- _TASK_
Below are entries; count the lines containing the string "each". The answer is that number alone.

Region pointing data:
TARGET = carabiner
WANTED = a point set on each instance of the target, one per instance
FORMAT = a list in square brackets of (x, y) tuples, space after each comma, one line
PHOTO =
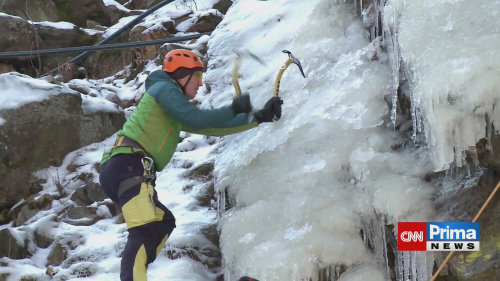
[(147, 166)]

- _RESULT OF THIS EXERCISE_
2